'''

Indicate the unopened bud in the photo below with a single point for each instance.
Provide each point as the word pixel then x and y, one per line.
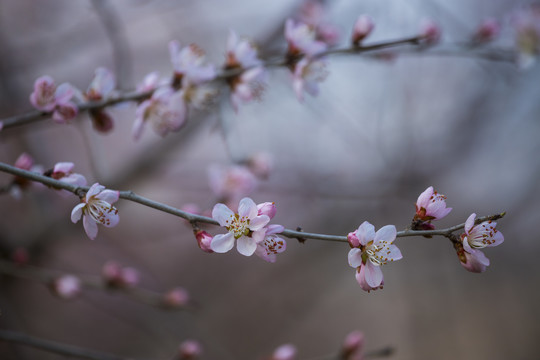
pixel 190 350
pixel 284 352
pixel 430 32
pixel 362 28
pixel 66 286
pixel 353 239
pixel 204 240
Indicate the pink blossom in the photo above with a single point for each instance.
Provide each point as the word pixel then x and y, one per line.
pixel 477 237
pixel 247 86
pixel 43 97
pixel 375 249
pixel 246 227
pixel 48 97
pixel 267 208
pixel 312 13
pixel 362 28
pixel 284 352
pixel 526 23
pixel 101 85
pixel 430 32
pixel 166 111
pixel 487 31
pixel 302 39
pixel 241 53
pixel 189 63
pixel 66 286
pixel 176 298
pixel 232 182
pixel 431 206
pixel 190 350
pixel 150 82
pixel 272 244
pixel 63 171
pixel 307 75
pixel 96 208
pixel 204 240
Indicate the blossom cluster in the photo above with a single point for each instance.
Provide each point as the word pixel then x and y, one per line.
pixel 167 102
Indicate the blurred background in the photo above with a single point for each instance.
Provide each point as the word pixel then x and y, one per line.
pixel 378 134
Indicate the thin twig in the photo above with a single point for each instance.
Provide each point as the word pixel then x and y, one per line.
pixel 494 55
pixel 194 218
pixel 56 347
pixel 47 277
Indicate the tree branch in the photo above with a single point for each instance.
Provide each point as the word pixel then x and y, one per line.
pixel 487 54
pixel 194 218
pixel 56 347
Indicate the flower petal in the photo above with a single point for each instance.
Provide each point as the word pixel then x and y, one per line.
pixel 76 213
pixel 109 196
pixel 258 222
pixel 386 234
pixel 222 243
pixel 365 233
pixel 355 257
pixel 246 245
pixel 469 224
pixel 374 276
pixel 248 208
pixel 222 214
pixel 90 227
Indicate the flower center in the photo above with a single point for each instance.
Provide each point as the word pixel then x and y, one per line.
pixel 239 226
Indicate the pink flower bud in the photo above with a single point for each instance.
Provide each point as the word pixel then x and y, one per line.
pixel 101 120
pixel 66 286
pixel 353 239
pixel 353 343
pixel 362 28
pixel 24 162
pixel 487 31
pixel 43 97
pixel 176 298
pixel 189 350
pixel 430 32
pixel 268 209
pixel 204 239
pixel 284 352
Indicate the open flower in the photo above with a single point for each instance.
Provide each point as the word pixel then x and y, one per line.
pixel 189 63
pixel 272 244
pixel 48 97
pixel 431 206
pixel 96 208
pixel 246 227
pixel 63 171
pixel 477 237
pixel 374 249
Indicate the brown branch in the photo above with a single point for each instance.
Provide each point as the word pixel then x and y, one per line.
pixel 47 277
pixel 493 55
pixel 55 347
pixel 194 218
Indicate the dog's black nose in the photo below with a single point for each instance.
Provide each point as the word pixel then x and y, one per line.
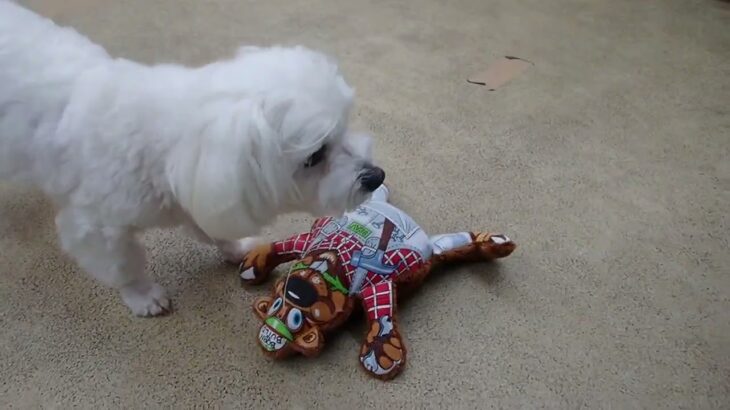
pixel 372 178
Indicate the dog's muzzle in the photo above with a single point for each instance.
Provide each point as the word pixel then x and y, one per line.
pixel 371 177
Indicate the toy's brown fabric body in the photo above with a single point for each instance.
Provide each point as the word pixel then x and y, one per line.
pixel 364 256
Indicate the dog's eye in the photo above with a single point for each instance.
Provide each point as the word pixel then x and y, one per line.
pixel 316 158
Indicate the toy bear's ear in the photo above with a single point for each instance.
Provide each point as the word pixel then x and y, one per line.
pixel 310 342
pixel 261 306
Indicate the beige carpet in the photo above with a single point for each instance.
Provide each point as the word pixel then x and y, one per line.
pixel 608 161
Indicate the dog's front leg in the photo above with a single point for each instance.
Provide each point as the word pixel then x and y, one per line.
pixel 113 256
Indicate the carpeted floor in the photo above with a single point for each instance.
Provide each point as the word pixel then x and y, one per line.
pixel 608 162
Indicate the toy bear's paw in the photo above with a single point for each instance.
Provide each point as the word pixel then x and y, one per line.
pixel 254 269
pixel 494 245
pixel 383 354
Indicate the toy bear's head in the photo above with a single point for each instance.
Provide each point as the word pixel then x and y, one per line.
pixel 310 300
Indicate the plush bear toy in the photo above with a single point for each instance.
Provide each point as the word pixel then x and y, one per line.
pixel 364 256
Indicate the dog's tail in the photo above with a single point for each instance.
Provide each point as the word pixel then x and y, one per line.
pixel 40 63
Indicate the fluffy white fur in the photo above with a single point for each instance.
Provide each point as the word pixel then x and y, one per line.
pixel 122 146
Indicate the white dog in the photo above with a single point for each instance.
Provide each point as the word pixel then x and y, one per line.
pixel 222 149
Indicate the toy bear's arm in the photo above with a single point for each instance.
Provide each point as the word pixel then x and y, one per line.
pixel 258 264
pixel 382 353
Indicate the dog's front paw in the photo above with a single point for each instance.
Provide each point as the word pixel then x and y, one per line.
pixel 146 299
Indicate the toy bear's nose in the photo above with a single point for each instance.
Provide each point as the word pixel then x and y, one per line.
pixel 300 292
pixel 372 177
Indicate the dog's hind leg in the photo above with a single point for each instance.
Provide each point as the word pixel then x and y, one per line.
pixel 115 258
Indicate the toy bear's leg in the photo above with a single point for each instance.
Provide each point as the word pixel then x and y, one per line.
pixel 382 353
pixel 471 246
pixel 381 194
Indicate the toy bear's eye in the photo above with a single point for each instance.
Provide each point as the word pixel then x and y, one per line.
pixel 294 320
pixel 275 306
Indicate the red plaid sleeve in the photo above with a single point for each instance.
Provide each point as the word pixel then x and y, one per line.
pixel 378 300
pixel 296 244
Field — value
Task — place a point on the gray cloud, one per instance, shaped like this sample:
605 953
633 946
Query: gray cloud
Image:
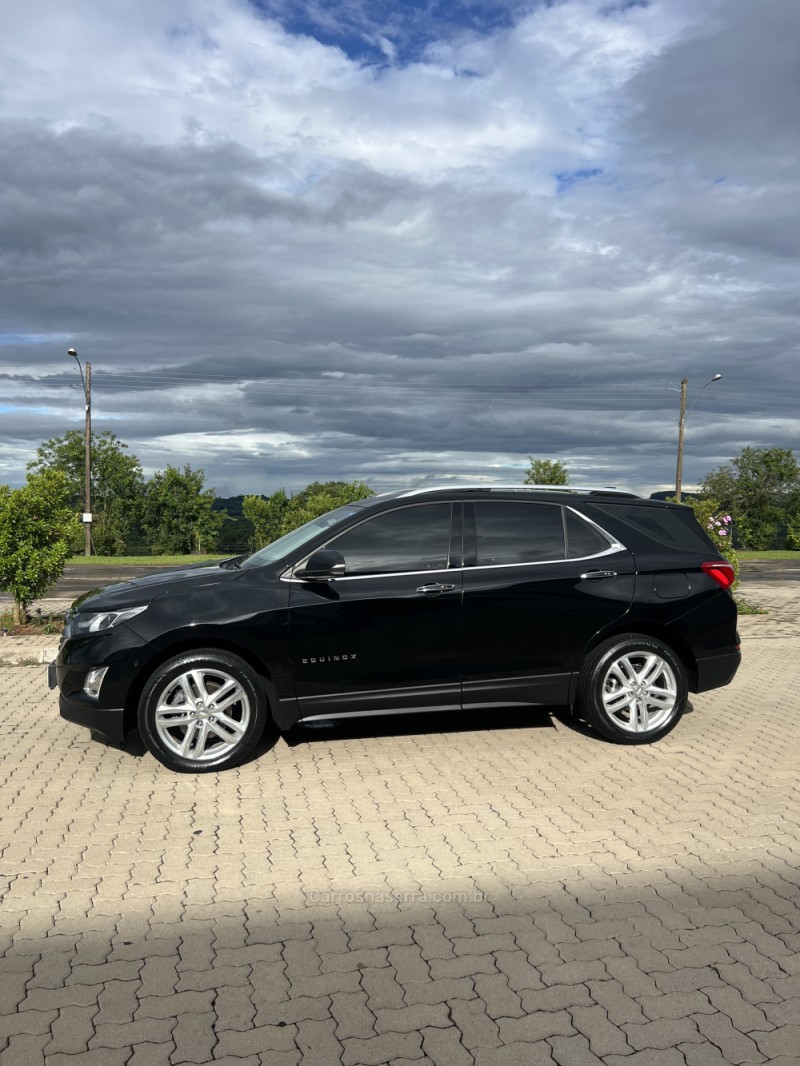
284 276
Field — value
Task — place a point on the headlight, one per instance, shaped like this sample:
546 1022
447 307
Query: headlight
105 619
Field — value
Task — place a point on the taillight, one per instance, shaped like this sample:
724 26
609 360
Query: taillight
722 572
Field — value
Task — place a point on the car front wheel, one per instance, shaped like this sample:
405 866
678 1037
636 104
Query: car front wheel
633 690
202 711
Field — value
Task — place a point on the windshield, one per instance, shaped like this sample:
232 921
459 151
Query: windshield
290 542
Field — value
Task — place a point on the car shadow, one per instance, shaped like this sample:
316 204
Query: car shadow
417 724
420 724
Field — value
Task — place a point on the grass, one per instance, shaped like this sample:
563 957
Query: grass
144 560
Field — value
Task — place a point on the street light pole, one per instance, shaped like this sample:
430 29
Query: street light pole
681 427
86 383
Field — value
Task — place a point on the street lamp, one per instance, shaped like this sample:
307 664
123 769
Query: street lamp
681 425
86 383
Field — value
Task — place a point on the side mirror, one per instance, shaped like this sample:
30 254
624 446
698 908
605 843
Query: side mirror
322 565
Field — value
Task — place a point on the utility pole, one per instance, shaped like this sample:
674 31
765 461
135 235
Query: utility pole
681 425
86 383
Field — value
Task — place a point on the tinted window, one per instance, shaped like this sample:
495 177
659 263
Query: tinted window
582 539
509 533
410 538
673 528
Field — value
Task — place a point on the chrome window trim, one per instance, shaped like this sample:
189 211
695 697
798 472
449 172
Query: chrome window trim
614 546
612 550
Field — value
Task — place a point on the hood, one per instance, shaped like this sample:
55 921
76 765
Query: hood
144 590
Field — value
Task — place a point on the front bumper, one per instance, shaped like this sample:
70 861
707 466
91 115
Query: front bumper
123 652
108 721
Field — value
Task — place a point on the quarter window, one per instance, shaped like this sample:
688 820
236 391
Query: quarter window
509 533
409 538
582 538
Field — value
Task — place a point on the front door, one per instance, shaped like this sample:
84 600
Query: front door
385 636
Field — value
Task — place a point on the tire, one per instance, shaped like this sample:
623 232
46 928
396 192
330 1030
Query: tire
202 711
633 690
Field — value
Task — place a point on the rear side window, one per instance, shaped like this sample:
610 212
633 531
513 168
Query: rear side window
508 533
673 528
409 538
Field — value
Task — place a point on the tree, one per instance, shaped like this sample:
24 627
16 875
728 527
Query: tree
178 513
267 515
546 472
761 489
277 514
117 485
36 526
319 498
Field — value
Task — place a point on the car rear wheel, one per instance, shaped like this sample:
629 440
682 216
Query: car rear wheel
633 690
202 711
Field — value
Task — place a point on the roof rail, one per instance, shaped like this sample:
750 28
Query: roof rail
477 486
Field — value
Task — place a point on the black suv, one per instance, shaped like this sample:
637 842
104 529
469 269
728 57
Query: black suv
461 598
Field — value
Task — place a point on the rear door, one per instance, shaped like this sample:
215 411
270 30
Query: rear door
385 636
540 584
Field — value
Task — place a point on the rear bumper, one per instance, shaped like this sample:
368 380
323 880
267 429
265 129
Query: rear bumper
715 672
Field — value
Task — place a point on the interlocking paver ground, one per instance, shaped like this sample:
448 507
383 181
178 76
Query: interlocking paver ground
521 893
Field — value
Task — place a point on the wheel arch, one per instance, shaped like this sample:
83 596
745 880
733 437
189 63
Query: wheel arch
194 644
662 633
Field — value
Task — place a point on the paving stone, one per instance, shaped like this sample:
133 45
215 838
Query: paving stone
73 1030
381 1049
573 1051
735 1046
536 1027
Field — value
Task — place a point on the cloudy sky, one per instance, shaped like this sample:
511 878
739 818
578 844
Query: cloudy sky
401 241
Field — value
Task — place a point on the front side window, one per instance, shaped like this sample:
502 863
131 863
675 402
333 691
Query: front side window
409 538
512 533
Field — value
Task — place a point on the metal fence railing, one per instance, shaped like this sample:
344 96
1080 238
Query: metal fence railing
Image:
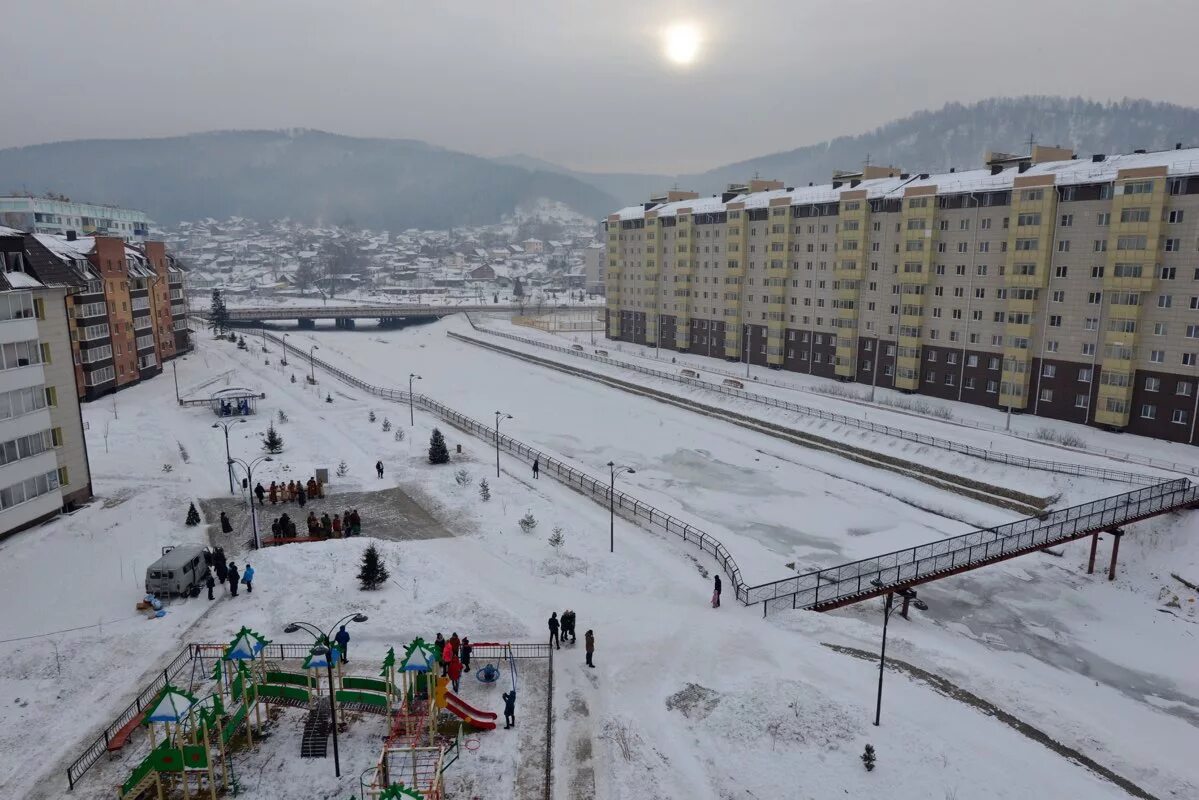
821 588
841 419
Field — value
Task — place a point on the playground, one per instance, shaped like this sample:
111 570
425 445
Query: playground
221 720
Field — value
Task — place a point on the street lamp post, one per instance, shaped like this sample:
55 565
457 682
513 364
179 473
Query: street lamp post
249 486
612 503
411 416
324 647
228 457
909 595
499 415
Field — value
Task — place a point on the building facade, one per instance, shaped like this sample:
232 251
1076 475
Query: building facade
50 215
127 304
43 455
1046 283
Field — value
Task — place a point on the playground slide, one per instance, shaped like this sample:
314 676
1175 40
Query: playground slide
469 714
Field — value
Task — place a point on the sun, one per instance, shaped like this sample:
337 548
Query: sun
681 42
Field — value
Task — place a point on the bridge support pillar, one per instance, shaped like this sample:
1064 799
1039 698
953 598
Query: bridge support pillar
1116 535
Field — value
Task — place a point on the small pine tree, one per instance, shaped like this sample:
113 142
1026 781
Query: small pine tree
373 572
272 441
438 451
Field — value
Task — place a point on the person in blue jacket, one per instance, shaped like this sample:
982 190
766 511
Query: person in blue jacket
343 643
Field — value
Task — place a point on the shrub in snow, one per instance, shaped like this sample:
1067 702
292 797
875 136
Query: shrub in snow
373 571
438 451
868 758
272 441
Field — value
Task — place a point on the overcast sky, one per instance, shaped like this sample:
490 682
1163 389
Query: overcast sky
576 82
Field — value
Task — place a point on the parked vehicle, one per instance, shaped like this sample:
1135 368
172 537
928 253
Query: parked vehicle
180 571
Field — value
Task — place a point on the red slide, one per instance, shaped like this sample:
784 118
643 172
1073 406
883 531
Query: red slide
469 714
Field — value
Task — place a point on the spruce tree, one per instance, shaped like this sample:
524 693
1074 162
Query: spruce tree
272 441
438 451
373 572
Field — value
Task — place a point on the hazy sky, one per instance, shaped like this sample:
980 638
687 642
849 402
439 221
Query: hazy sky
580 83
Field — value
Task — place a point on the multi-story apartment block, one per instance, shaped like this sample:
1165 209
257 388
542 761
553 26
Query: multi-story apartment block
128 306
55 215
43 456
1046 283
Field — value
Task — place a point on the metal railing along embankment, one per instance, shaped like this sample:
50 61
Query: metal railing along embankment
1082 470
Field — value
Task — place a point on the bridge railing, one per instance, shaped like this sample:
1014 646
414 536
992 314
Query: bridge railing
911 564
1064 468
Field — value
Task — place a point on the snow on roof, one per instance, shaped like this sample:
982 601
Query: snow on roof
1065 173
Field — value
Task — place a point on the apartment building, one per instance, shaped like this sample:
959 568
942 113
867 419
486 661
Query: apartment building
1052 284
127 305
43 455
58 215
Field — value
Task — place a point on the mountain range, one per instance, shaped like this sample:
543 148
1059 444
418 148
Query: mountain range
397 184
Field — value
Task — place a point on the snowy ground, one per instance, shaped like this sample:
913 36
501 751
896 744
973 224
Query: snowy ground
686 702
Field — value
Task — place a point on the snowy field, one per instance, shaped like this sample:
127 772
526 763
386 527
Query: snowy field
686 702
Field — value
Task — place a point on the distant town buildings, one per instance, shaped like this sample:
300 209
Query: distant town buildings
50 215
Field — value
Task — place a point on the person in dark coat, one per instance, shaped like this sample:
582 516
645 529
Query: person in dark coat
343 643
510 709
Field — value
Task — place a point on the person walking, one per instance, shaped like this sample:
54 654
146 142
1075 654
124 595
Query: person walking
343 643
510 709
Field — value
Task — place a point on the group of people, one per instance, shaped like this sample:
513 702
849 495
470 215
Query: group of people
218 570
290 492
455 656
564 626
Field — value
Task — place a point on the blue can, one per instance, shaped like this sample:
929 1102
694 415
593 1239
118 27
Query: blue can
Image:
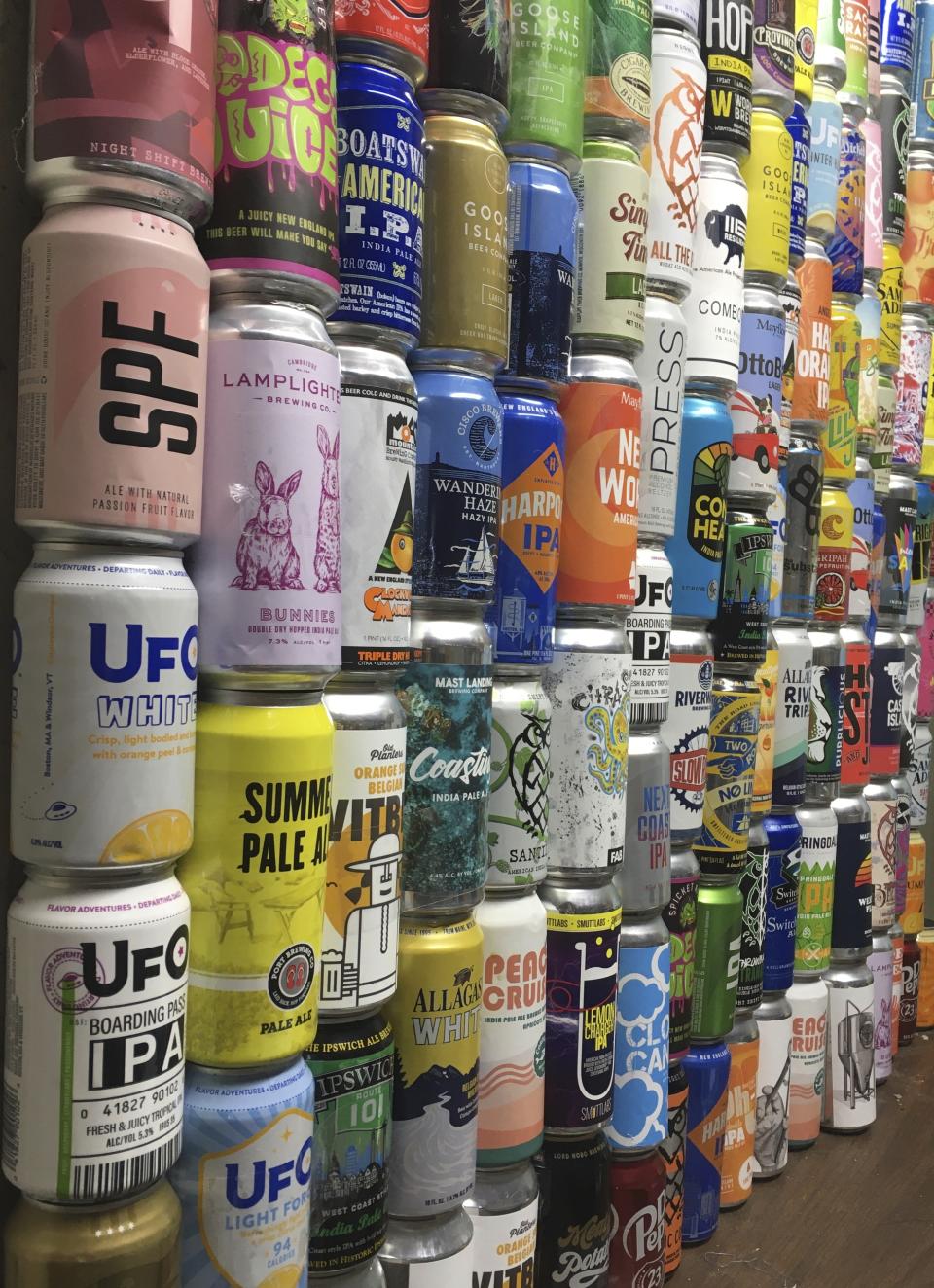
381 177
696 548
707 1072
799 127
543 253
781 901
457 483
521 619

'''

◆ Activity: Return every line of the preceding records in which the word "bear" appears.

◆ Exercise result:
Indicate the toy bear's ear in the photo above with a single point for each instance.
Indicate the toy bear's paw in the photo above with a single point for each instance.
Indicate the toy bear's head in the photo above with a single point for each instance.
Indicate the plush bear toy in the photo above with a single point for each instance.
Indicate the toy bear's arm in the photo above with a single point for each instance.
Indicate the toy bear's nose in the photo above with a single point for each instance.
Indicate the toy bear's leg in the photo above with a single point for each instance.
Indicate the toy bear's eye in the photo above with a single point for each instance.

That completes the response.